Short problem:
Format every line of the listing below as a JSON list of strings, one string per line, with blank lines omitted.

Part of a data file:
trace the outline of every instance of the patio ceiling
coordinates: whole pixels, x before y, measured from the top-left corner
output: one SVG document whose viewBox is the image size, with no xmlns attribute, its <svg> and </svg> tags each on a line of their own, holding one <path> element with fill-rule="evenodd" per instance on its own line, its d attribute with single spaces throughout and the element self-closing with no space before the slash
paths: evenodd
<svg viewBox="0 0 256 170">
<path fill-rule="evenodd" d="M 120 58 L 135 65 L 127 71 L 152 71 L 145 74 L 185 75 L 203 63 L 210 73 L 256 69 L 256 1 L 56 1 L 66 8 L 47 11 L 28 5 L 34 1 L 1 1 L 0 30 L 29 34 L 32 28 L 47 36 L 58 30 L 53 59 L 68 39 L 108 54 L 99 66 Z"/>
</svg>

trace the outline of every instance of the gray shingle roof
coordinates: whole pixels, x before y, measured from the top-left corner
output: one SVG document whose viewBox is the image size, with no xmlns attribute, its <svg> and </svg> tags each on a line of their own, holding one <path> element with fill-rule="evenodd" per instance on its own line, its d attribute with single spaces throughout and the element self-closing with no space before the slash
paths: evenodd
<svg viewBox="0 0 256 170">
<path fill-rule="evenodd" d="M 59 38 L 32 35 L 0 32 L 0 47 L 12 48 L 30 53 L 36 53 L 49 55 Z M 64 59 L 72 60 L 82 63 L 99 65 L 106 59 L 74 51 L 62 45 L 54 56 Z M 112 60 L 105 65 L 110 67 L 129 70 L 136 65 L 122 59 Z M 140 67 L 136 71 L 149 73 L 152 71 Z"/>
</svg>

The solution:
[
  "trace the outline of every instance of the patio ceiling",
  "coordinates: whole pixels, x before y, measured from the top-left corner",
  "output: one SVG document whose viewBox is the image size, with no xmlns attribute, its <svg> and </svg> tags each on a line of their own, holding one <path> element with fill-rule=\"evenodd\" per instance on its own line, its d attribute with single spaces throughout and the element self-closing with no space before the slash",
  "paths: evenodd",
  "<svg viewBox=\"0 0 256 170\">",
  "<path fill-rule=\"evenodd\" d=\"M 120 58 L 135 65 L 127 71 L 152 71 L 145 74 L 185 75 L 203 63 L 210 73 L 256 69 L 256 1 L 56 1 L 66 8 L 47 11 L 28 5 L 34 1 L 1 1 L 0 30 L 29 34 L 32 28 L 47 36 L 58 30 L 53 59 L 68 39 L 108 54 L 99 66 Z\"/>",
  "</svg>",
  "trace the outline of every instance of the gray shingle roof",
  "coordinates: whole pixels, x before y, measured from the top-left corner",
  "output: one SVG document whose viewBox is the image size, with no xmlns attribute, its <svg> and </svg> tags each on a line of their own, holding one <path> element with fill-rule=\"evenodd\" per instance on its own line, its d attribute with single spaces throughout and the element self-closing with no space before the slash",
  "paths: evenodd",
  "<svg viewBox=\"0 0 256 170\">",
  "<path fill-rule=\"evenodd\" d=\"M 59 38 L 32 35 L 0 32 L 0 47 L 12 48 L 30 53 L 36 53 L 49 55 Z M 64 59 L 72 60 L 82 63 L 99 65 L 106 59 L 74 51 L 62 45 L 54 56 Z M 112 60 L 105 65 L 110 67 L 129 70 L 136 65 L 122 59 Z M 140 67 L 136 71 L 149 73 L 152 71 Z\"/>",
  "</svg>"
]